## [EXCERTO]
============================================================

Encontramos muito deste ilusionismo no artigo de Cristina Roldão, desde logo no panegírico à heroicidade da rainha Njinga. Efectivamente, a socióloga insiste em que a rainha africana é uma das figuras que personifica a resistência negra à escravatura, e que o facto de não ter rompido “totalmente” (sic) com essa prática não retiraria legitimidade ao contributo que terá dado “para a luta contra a escravatura”, o que é um mal-entendido que resulta de estar a olhar apenas para uma parte do quadro. De facto, Cristina Roldão diz que Njinga resistiu “à escravatura do seu povo pelos europeus” e supõe que isso é um grande feito anti-escravista. Não o é. Quase todos os povos tinham normas que dificultavam ou proibiam a venda da sua própria gente. Eram os inimigos e os que vinham de fora que se escravizavam e traficavam, como muitos reinos africanos fizeram. Os negreiros brancos e cristãos também tinham normas que proibiam a escravização de outros brancos cristãos. Julgará Cristina Roldão que também eles eram grandes lutadores contra a escravatura?

============================================================

## [DADOS A EXAMINAR]
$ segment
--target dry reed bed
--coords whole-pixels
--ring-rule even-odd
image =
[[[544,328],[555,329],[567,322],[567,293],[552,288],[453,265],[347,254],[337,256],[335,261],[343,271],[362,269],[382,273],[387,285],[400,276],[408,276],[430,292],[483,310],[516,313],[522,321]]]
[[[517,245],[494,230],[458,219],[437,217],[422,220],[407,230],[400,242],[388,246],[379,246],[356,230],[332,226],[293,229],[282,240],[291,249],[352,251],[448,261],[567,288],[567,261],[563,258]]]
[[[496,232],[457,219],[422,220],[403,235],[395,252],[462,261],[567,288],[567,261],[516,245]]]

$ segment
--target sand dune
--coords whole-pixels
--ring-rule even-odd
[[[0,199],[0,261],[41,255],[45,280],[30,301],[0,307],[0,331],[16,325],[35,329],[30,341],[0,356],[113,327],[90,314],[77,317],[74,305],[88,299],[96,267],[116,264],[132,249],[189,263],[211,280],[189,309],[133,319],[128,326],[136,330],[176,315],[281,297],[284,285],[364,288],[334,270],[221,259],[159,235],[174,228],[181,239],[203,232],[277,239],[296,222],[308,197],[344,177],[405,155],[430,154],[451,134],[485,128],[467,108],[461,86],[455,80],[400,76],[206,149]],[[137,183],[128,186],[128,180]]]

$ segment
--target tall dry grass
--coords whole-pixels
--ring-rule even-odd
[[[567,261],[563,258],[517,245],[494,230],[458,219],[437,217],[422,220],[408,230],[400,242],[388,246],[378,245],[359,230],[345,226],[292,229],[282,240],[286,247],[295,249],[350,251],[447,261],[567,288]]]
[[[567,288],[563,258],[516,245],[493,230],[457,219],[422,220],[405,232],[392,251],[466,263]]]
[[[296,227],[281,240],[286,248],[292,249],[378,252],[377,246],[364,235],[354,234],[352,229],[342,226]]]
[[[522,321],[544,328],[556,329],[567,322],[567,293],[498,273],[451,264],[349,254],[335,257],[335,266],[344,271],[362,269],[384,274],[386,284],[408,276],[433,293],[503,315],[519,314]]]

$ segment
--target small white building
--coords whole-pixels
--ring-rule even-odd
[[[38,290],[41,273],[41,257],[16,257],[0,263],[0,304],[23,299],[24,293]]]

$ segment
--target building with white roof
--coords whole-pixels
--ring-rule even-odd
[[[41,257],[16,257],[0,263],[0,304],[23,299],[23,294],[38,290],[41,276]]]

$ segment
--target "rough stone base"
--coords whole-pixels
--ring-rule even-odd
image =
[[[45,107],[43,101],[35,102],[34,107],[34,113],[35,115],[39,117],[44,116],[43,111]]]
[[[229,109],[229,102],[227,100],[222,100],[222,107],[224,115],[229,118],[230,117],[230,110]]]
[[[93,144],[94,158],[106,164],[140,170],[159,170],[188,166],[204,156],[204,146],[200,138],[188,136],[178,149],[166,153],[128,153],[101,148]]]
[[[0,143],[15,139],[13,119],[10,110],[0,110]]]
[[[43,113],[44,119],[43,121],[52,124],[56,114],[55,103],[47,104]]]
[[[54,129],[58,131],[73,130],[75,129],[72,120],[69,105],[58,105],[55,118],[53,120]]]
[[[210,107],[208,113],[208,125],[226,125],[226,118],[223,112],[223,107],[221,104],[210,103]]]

============================================================

## [PROBLEMAS E TAREFAS]
A. De acordo com o excerto sobre a rainha Njinga, que normas tinham os negreiros brancos e cristãos?
B. Redija a continuação do excerto sobre a rainha Njinga, a partir da última frase apresentada.
Os dados não têm qualquer relação com o excerto.

## [RESPOSTAS POR ALÍNEA]
A. Tinham normas que proibiam a escravização de outros brancos cristãos.

B.
E, como era inevitável, e se bem que não use a palavra servidão, a socióloga preocupa-se também em distinguir o “tráfico transatlântico de pessoas escravizadas de outras formas de escravatura no continente africano”. Acha que na primeira se usou uma forma de exploração “proto-industrial” do trabalho que teria originado o capitalismo, ao passo que, na forma africana, “prevaleceu o uso de mão-de-obra escravizada para trabalho doméstico, exploração sexual e demonstração de prestígio”. Deixa, assim, de fora dessa forma africana de escravatura, entre outros, os escravos que eram destinados a ser mortos em cerimónias várias e os muitos que, no final do século XIX, no califado de Sokoto, e tal como acontecera nas Américas, eram usados exaustivamente em regime de plantação. Não lhe bastando essa omissão, Cristina Roldão prossegue a distinção entre escravatura ocidental e africana, dando um tom menos pesado à segunda. Assim, entre os africanos a pessoa escravizada estaria numa posição de “inferioridade social”, mas tenderia “a ser considerada humana”; no Ocidente, a escravatura teria uma base racial e as pessoas negras — na opinião da socióloga — não seriam “totalmente humanas, nem cultural nem biologicamente”.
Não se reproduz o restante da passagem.